[TEXTO DE ORIGEM]

Jenette McCurdy foi, em tempos, uma das estrelas da série iCarly, da Nickellodeon, da sequela Sam & Cat e, também, da Netflixiana Between. Em 2017, decidiu reformar-se da carreira de actriz, passando para o lado de lá da câmera e dedicando-se também à escrita. Publicou ensaios, é dinamizadora do podcast Empty Inside – onde se fala de assuntos incómodos – e criou e protagonizou um espectáculo a solo, ao bom estilo da stand up comedy, intitulado “I´m Glad My Mom Died”, que veio a transformar-se também em livro, já publicado em Portugal: “Ainda Bem Que a Minha Mãe Morreu” (Lua de Papel, 2023).
“Estou na UCI com minha mãe moribunda e tenho a certeza de que a única coisa que a vai fazer acordar é o facto de que a única coisa que a vai fazer acordar é o facto de, desde que foi hospitalizada, o meu medo e tristeza se terem transformado no cocktail perfeito para uma anorexia e de eu ter, finalmente, atingido o peso que a Mãe estabeleceu para mim. Quarenta quilos. Estou tão certa de que este facto vai funcionar que me reclino na cadeira e cruzo as pernas pomposamente. Espero que ela recupere os sentidos. E espero. E continuo à espera.”

[/TEXTO DE ORIGEM]
[DADOS A ANALISAR]

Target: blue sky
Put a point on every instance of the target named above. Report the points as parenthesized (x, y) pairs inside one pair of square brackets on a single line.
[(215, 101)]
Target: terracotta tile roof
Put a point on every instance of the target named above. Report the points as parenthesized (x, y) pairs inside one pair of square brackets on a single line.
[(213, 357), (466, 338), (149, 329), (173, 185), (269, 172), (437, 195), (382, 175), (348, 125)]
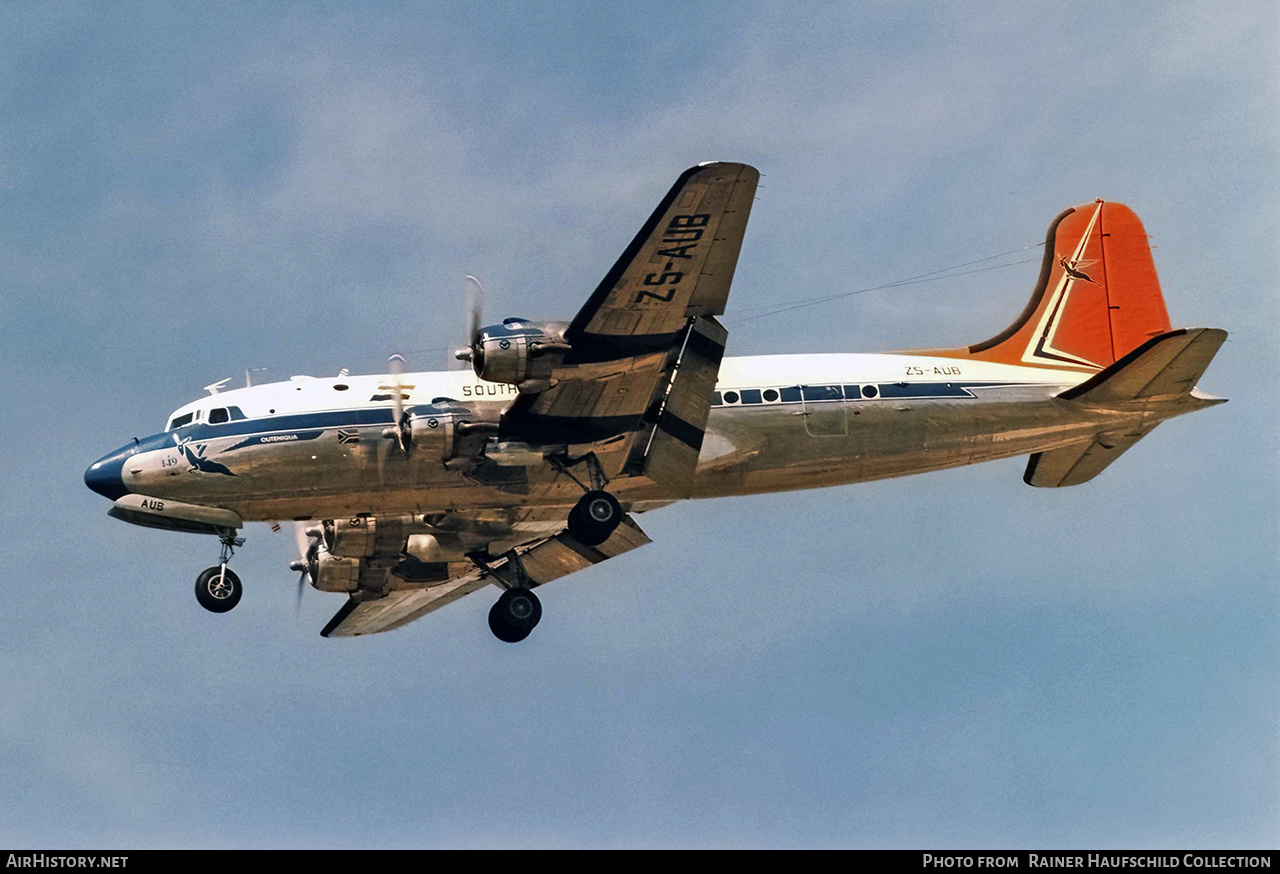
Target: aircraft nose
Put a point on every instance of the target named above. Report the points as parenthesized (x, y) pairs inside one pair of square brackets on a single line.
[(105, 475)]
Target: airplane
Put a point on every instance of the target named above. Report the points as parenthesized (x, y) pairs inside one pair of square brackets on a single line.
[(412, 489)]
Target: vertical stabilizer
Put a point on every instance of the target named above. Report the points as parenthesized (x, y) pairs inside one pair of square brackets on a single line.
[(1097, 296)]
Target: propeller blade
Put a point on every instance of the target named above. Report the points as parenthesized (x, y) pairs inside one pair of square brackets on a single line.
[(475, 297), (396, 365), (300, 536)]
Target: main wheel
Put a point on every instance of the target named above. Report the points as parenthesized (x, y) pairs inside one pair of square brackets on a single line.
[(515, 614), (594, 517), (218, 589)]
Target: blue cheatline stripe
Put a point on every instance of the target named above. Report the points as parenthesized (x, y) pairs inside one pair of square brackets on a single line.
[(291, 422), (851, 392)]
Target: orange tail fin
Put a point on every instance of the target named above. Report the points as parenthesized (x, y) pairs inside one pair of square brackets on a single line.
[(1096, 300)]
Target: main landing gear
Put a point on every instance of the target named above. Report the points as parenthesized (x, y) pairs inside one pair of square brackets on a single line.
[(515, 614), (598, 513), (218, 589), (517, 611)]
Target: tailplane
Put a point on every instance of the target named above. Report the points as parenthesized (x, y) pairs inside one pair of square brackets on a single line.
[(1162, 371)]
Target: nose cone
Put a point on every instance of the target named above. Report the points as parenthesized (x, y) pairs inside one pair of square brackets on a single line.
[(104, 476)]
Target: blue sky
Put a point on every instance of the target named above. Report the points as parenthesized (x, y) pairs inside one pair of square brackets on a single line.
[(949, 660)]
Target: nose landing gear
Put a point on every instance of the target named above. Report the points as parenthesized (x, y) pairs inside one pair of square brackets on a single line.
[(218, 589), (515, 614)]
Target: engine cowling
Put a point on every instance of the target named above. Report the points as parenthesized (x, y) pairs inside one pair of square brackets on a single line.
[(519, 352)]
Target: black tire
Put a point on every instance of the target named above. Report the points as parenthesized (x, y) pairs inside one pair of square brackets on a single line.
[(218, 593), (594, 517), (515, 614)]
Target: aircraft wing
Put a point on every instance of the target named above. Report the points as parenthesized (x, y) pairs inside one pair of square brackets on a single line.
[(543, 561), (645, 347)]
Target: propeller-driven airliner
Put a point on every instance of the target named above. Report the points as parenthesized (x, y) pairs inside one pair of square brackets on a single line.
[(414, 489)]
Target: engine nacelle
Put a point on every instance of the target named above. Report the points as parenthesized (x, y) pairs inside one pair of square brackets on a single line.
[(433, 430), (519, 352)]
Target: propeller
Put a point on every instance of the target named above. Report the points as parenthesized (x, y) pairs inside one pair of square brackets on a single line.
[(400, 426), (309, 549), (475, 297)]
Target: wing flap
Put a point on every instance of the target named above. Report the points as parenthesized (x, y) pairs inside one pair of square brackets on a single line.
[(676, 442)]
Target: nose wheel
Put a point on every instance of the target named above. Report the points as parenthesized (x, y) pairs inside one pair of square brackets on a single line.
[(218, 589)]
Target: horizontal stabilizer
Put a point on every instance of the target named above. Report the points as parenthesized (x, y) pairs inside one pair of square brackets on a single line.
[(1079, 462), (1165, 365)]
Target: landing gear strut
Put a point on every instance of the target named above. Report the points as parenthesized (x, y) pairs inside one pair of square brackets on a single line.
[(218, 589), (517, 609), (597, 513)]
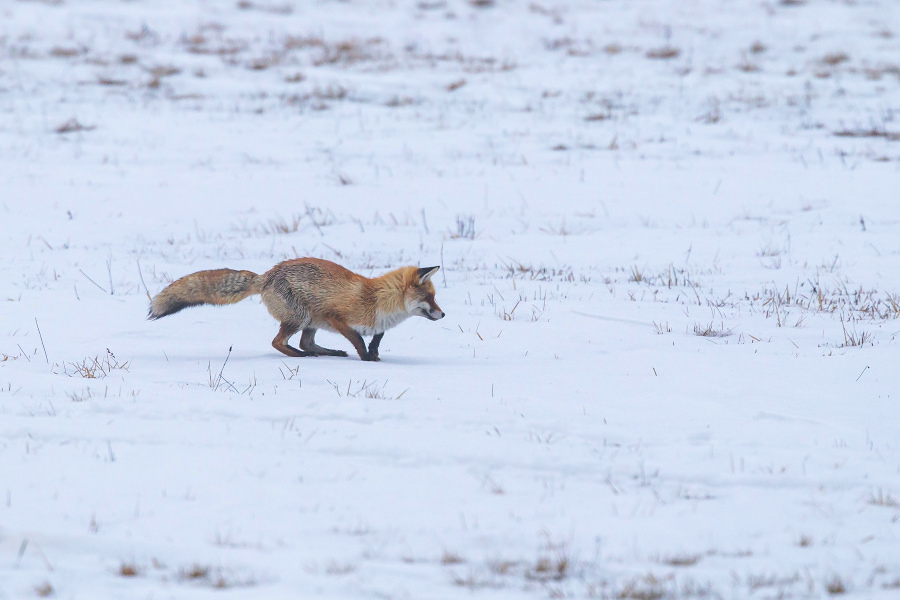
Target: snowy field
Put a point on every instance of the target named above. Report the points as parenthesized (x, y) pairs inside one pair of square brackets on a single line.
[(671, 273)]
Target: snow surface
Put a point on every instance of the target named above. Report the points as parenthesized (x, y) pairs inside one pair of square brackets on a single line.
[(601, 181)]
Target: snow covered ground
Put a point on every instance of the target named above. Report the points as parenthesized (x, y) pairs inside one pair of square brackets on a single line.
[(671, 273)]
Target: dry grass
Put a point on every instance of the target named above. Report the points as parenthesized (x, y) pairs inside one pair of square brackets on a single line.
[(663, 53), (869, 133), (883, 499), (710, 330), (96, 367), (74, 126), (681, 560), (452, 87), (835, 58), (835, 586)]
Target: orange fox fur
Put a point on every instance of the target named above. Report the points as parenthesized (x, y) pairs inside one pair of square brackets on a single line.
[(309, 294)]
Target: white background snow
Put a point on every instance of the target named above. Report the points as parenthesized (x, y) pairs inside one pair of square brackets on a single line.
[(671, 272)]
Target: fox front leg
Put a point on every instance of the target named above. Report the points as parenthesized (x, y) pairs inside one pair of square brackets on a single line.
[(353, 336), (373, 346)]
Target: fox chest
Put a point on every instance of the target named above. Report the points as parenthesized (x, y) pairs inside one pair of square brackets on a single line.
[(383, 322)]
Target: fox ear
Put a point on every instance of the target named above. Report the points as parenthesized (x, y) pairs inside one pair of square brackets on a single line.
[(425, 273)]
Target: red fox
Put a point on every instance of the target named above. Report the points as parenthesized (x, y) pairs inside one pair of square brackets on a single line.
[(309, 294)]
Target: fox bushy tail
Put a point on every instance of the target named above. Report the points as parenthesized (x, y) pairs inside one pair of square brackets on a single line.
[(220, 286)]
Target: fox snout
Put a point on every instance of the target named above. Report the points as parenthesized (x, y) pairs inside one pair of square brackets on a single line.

[/DADOS A ANALISAR]
[DADOS A ANALISAR]

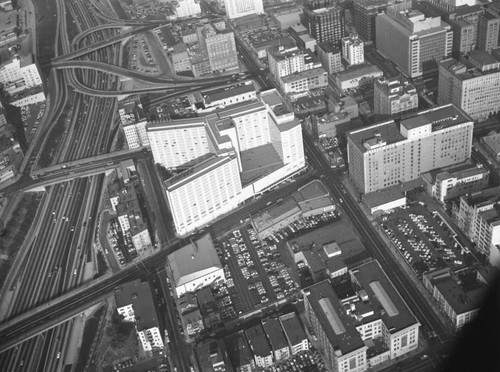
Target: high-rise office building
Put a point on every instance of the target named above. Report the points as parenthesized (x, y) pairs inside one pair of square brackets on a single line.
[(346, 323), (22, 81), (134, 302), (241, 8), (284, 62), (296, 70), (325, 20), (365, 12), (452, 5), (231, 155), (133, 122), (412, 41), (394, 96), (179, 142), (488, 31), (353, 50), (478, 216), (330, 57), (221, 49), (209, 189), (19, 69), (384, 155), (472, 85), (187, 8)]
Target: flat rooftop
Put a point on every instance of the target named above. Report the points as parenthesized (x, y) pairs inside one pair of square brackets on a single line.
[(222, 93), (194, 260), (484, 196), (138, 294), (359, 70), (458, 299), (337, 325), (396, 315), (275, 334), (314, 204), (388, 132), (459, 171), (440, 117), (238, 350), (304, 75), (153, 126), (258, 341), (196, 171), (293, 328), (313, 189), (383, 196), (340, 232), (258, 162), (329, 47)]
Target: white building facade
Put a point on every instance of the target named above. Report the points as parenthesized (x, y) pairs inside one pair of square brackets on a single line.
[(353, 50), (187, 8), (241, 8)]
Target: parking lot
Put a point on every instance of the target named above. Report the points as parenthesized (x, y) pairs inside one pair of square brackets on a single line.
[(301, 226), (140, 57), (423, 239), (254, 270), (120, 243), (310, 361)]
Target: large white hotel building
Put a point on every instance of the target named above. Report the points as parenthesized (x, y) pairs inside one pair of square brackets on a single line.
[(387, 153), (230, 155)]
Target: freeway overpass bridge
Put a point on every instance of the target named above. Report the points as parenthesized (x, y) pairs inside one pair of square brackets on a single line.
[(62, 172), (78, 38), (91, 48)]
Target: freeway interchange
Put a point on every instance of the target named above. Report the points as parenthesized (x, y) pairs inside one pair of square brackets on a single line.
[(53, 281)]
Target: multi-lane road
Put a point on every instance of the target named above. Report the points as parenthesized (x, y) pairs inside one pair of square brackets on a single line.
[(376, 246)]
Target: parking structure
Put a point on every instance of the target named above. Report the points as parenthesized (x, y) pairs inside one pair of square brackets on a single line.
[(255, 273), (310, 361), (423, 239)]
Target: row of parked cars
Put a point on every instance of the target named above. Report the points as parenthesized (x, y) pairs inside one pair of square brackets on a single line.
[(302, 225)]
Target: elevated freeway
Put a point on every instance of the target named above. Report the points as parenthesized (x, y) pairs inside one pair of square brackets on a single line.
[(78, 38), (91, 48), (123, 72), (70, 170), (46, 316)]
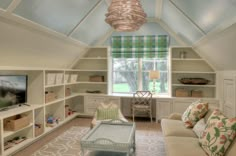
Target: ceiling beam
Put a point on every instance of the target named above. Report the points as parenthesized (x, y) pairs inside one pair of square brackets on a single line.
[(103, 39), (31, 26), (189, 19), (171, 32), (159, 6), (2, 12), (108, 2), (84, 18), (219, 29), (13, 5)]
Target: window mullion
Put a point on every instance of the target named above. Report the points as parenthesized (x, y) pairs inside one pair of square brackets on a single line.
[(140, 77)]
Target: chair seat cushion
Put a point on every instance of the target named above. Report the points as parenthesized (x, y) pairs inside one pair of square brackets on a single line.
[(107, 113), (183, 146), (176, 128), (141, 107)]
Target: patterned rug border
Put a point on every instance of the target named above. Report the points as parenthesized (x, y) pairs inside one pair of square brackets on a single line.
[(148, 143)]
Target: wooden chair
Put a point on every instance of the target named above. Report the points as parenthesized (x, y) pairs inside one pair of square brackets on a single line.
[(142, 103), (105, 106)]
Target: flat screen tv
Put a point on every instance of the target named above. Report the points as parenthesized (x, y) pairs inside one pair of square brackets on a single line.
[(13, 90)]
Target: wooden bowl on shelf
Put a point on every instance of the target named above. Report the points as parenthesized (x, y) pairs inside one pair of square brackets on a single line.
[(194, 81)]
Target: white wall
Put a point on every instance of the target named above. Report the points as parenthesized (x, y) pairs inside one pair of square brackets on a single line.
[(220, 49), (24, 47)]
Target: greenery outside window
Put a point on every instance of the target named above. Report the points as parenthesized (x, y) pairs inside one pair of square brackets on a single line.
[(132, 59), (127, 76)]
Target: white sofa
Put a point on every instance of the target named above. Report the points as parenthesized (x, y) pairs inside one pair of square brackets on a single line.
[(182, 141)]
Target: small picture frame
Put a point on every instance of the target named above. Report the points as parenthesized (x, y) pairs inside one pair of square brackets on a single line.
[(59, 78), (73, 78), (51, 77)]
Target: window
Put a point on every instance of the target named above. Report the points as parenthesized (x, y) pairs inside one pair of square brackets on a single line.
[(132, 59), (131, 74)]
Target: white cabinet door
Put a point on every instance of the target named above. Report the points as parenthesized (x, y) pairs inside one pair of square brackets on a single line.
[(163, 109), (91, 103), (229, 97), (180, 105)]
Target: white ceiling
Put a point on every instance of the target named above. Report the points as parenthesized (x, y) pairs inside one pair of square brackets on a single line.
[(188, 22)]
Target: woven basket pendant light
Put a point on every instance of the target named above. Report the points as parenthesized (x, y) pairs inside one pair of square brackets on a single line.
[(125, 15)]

[/DADOS A ANALISAR]

TAREFA 1:
Segundo o texto sobre Jenette McCurdy, em que ano ela decidiu deixar a carreira de atriz?
TAREFA 2:
Prossiga o texto sobre Jenette McCurdy a partir da última frase apresentada.

RESPOSTA 1:
Em 2017.

RESPOSTA 2:
Nesta autobiografia, Jenette McCurdy arranja forma de, ao estilo de uma introspecção a céu aberto, expor toda a crueldade a que foi submetida, desde tenra idade, pela sua mãe numa relação com tudo de toxicidade. E fá-lo com muito humor, ironia, sarcasmo e algum espírito vingativo, ainda que pareça difícil romper as correntes com que foi amarrada desde muito cedo. “Ela precisava que não fôssemos nada sem ela”.
“A pequena actriz da mamã” começa na infância as suas audições, transformando-se “na artista do Cirque du Soleil do choro a pedido”, alimentada a red bull e a gatorade para se manter desperta, mesmo quando a febre estaciona e escala os 39 graus e meio. Ainda que o refira de forma ligeira, não foi nada fácil a vida para Jenette, com uma anorexia imposta, a descoberta da bulimia, relações tóxicas, falta de amor-próprio ou ter de viver com um sentimento de culpa a morder-lhe o estômago vazio, tendo no Espírito Santo o seu melhor amigo.
Catarse e introspecção, num exorcismo literário que confirma que o humor é mesmo um dos melhores anti-depressivos para uma vida lixada.